====== Task material ======

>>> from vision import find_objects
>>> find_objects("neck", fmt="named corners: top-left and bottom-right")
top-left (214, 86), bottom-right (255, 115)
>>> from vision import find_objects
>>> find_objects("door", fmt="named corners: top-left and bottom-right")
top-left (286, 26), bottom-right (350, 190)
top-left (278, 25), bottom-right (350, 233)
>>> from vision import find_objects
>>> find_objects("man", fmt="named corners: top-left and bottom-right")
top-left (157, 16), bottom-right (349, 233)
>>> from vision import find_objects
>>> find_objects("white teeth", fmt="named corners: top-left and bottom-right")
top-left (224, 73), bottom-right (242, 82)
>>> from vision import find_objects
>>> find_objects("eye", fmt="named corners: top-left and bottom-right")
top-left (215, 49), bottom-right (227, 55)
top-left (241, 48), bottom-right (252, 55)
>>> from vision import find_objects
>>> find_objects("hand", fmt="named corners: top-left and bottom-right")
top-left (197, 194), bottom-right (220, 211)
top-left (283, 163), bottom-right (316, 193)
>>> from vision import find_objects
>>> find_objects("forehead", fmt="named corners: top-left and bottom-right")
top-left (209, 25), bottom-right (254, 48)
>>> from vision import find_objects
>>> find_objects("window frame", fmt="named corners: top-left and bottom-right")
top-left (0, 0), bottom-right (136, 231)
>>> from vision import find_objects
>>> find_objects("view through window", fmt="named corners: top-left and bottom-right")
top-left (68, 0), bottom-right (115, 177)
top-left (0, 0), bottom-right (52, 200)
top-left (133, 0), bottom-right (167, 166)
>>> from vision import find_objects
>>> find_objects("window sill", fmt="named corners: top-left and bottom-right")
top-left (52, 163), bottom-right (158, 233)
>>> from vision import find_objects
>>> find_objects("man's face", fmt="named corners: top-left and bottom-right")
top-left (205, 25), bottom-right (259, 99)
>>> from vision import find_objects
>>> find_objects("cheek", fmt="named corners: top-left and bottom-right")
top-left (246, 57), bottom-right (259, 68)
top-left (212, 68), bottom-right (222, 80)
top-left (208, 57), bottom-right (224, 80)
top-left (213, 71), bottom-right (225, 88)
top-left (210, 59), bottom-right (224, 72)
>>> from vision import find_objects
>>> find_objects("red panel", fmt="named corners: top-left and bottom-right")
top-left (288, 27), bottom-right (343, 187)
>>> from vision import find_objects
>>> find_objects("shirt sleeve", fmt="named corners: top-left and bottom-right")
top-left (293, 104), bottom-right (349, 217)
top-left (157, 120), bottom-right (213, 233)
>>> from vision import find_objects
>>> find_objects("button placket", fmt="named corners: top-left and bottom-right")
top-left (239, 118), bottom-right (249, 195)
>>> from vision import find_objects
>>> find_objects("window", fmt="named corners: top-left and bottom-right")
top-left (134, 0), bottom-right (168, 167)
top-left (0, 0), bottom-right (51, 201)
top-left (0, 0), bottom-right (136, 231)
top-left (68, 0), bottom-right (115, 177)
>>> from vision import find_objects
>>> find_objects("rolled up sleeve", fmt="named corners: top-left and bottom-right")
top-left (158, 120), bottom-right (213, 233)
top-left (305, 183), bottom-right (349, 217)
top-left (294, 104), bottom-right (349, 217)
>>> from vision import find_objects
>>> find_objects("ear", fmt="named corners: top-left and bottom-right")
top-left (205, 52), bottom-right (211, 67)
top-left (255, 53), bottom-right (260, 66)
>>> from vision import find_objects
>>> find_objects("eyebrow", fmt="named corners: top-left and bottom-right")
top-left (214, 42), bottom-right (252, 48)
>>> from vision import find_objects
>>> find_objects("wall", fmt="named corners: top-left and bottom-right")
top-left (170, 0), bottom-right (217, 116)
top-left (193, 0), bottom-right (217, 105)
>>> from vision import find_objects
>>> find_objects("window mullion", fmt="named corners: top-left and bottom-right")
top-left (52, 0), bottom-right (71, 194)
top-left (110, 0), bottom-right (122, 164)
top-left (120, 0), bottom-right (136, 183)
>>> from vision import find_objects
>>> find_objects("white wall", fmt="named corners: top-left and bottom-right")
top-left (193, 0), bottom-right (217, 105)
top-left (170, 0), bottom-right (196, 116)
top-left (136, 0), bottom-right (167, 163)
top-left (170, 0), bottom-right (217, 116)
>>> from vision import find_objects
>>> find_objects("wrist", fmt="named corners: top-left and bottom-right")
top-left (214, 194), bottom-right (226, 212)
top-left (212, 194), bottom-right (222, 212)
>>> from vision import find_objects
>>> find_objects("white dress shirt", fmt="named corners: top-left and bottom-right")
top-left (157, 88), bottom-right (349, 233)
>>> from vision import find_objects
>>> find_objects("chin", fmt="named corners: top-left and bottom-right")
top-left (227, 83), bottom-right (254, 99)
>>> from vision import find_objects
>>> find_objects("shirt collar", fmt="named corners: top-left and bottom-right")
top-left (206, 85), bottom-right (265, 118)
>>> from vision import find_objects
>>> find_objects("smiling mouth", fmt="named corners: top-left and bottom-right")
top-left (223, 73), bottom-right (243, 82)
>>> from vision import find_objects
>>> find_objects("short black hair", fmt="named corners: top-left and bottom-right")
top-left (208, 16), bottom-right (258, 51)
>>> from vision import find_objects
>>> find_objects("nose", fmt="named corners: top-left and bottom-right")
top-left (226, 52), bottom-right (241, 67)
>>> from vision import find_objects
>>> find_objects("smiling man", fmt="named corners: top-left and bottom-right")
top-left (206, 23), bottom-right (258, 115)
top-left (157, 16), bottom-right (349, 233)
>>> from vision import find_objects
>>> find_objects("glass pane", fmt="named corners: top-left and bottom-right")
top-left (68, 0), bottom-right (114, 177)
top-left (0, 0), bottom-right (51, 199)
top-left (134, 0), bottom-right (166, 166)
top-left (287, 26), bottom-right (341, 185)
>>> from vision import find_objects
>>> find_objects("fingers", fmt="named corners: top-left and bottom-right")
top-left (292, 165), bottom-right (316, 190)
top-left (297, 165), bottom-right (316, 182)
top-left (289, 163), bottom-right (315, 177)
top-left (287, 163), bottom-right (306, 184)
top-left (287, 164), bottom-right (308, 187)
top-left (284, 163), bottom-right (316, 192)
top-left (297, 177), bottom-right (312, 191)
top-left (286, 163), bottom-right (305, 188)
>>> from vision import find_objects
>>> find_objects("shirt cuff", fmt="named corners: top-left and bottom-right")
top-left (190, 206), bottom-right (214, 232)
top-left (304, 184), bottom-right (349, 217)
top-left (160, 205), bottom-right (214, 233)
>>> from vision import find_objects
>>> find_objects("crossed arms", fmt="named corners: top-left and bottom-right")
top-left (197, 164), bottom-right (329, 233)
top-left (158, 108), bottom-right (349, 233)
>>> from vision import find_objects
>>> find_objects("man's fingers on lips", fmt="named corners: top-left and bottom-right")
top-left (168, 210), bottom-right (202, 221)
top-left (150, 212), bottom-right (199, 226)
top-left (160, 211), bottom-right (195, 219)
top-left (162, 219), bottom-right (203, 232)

======

Problem description: Print all the data exactly.

Response box:
>>> from vision import find_objects
>>> find_objects("neck", fmt="named corners: top-left and bottom-right")
top-left (214, 86), bottom-right (255, 115)
>>> from vision import find_objects
>>> find_objects("door", fmt="named corners: top-left and bottom-right")
top-left (286, 26), bottom-right (350, 190)
top-left (278, 25), bottom-right (350, 233)
>>> from vision import find_objects
>>> find_objects("man", fmt="named corners: top-left and bottom-right")
top-left (157, 16), bottom-right (349, 233)
>>> from vision import find_objects
>>> find_objects("white teeth", fmt="named corners: top-left and bottom-right")
top-left (224, 73), bottom-right (242, 82)
>>> from vision import find_objects
>>> find_objects("eye", fmt="named corners: top-left and bottom-right")
top-left (215, 49), bottom-right (227, 55)
top-left (241, 48), bottom-right (252, 55)
>>> from vision import find_objects
>>> find_objects("hand", fmt="named corners: top-left and bottom-right")
top-left (197, 194), bottom-right (220, 211)
top-left (283, 163), bottom-right (316, 193)
>>> from vision import find_objects
>>> find_objects("forehead", fmt="named corners: top-left and bottom-right")
top-left (209, 25), bottom-right (254, 48)
>>> from vision import find_objects
>>> find_objects("window frame", fmt="named corners: top-left and bottom-right")
top-left (0, 0), bottom-right (136, 231)
>>> from vision import find_objects
>>> find_objects("view through window", fmt="named corners: top-left and bottom-right")
top-left (68, 0), bottom-right (115, 177)
top-left (0, 0), bottom-right (52, 200)
top-left (133, 0), bottom-right (167, 166)
>>> from vision import find_objects
>>> find_objects("window sill", fmt="named corners: top-left and bottom-right")
top-left (52, 163), bottom-right (158, 233)
>>> from vision import find_objects
>>> find_objects("man's face", fmt="named corners: top-left and bottom-right")
top-left (205, 25), bottom-right (259, 99)
>>> from vision import find_objects
>>> find_objects("cheek", fmt="named corners: top-left and bottom-right")
top-left (246, 57), bottom-right (259, 68)
top-left (212, 68), bottom-right (222, 80)
top-left (208, 57), bottom-right (224, 80)
top-left (213, 71), bottom-right (225, 88)
top-left (210, 59), bottom-right (224, 72)
>>> from vision import find_objects
>>> find_objects("red panel", fmt="named corners: top-left and bottom-right")
top-left (288, 27), bottom-right (343, 187)
>>> from vision import find_objects
>>> find_objects("shirt sleeve", fmt="named corners: top-left and bottom-right")
top-left (293, 104), bottom-right (349, 217)
top-left (157, 120), bottom-right (213, 233)
>>> from vision import find_objects
>>> find_objects("button placket", fmt="named corners: top-left and bottom-right")
top-left (239, 118), bottom-right (249, 195)
>>> from vision import find_objects
>>> find_objects("window", fmt="named corners: top-left and bottom-right")
top-left (134, 0), bottom-right (168, 167)
top-left (0, 0), bottom-right (51, 201)
top-left (0, 0), bottom-right (136, 231)
top-left (68, 0), bottom-right (115, 177)
>>> from vision import find_objects
>>> find_objects("rolled up sleeve", fmt="named corners: top-left and bottom-right")
top-left (158, 120), bottom-right (213, 233)
top-left (305, 183), bottom-right (349, 217)
top-left (294, 104), bottom-right (349, 217)
>>> from vision import find_objects
>>> find_objects("ear", fmt="named corners: top-left and bottom-right")
top-left (205, 52), bottom-right (211, 67)
top-left (255, 53), bottom-right (260, 66)
>>> from vision import find_objects
>>> find_objects("eyebrow", fmt="named corners: top-left and bottom-right")
top-left (214, 42), bottom-right (252, 48)
>>> from vision import find_objects
>>> find_objects("wall", fmt="named corners: top-left and bottom-right")
top-left (170, 0), bottom-right (217, 116)
top-left (193, 0), bottom-right (217, 105)
>>> from vision import find_objects
>>> find_objects("window mullion", fmt="named corners: top-left and bottom-right")
top-left (52, 0), bottom-right (71, 194)
top-left (110, 0), bottom-right (122, 164)
top-left (120, 0), bottom-right (136, 183)
>>> from vision import find_objects
>>> find_objects("white wall", fmt="named corners: top-left and bottom-right")
top-left (193, 0), bottom-right (217, 105)
top-left (170, 0), bottom-right (196, 116)
top-left (136, 0), bottom-right (167, 163)
top-left (170, 0), bottom-right (217, 116)
>>> from vision import find_objects
>>> find_objects("wrist", fmt="named corners: top-left and bottom-right")
top-left (214, 194), bottom-right (226, 212)
top-left (212, 194), bottom-right (222, 212)
>>> from vision import find_objects
>>> find_objects("white dress shirt", fmt="named corners: top-left and bottom-right")
top-left (157, 88), bottom-right (349, 233)
>>> from vision import find_objects
>>> find_objects("chin", fmt="named corners: top-left and bottom-right")
top-left (227, 83), bottom-right (254, 99)
>>> from vision import find_objects
>>> find_objects("shirt collar", fmt="named corners: top-left and bottom-right")
top-left (206, 85), bottom-right (265, 118)
>>> from vision import find_objects
>>> find_objects("smiling mouth", fmt="named corners: top-left and bottom-right")
top-left (223, 73), bottom-right (243, 82)
>>> from vision import find_objects
>>> find_objects("short black hair", fmt="named corners: top-left and bottom-right")
top-left (208, 16), bottom-right (258, 51)
>>> from vision import find_objects
>>> find_objects("nose", fmt="named corners: top-left and bottom-right")
top-left (226, 52), bottom-right (241, 67)
>>> from vision import find_objects
>>> find_objects("smiling man", fmt="named corners: top-left and bottom-right")
top-left (206, 23), bottom-right (258, 115)
top-left (157, 16), bottom-right (349, 233)
>>> from vision import find_objects
>>> find_objects("glass pane", fmt="named corners: top-left and bottom-right")
top-left (68, 0), bottom-right (114, 177)
top-left (0, 0), bottom-right (51, 199)
top-left (134, 0), bottom-right (166, 166)
top-left (287, 26), bottom-right (341, 185)
>>> from vision import find_objects
>>> find_objects("fingers", fmt="named corners: top-left and bottom-right")
top-left (292, 165), bottom-right (316, 190)
top-left (297, 165), bottom-right (316, 182)
top-left (289, 163), bottom-right (315, 177)
top-left (287, 163), bottom-right (306, 184)
top-left (287, 164), bottom-right (308, 187)
top-left (284, 163), bottom-right (316, 192)
top-left (297, 177), bottom-right (312, 191)
top-left (286, 163), bottom-right (305, 188)
>>> from vision import find_objects
>>> find_objects("shirt cuff", fmt="named corners: top-left and bottom-right")
top-left (190, 206), bottom-right (214, 232)
top-left (304, 184), bottom-right (349, 217)
top-left (160, 205), bottom-right (214, 233)
>>> from vision import find_objects
>>> find_objects("crossed arms", fmt="named corners: top-left and bottom-right")
top-left (197, 164), bottom-right (329, 233)
top-left (158, 108), bottom-right (349, 233)
>>> from vision import find_objects
>>> find_objects("man's fingers on lips", fmt="named corners: top-left and bottom-right")
top-left (168, 210), bottom-right (202, 221)
top-left (150, 212), bottom-right (199, 226)
top-left (160, 211), bottom-right (195, 219)
top-left (162, 219), bottom-right (203, 232)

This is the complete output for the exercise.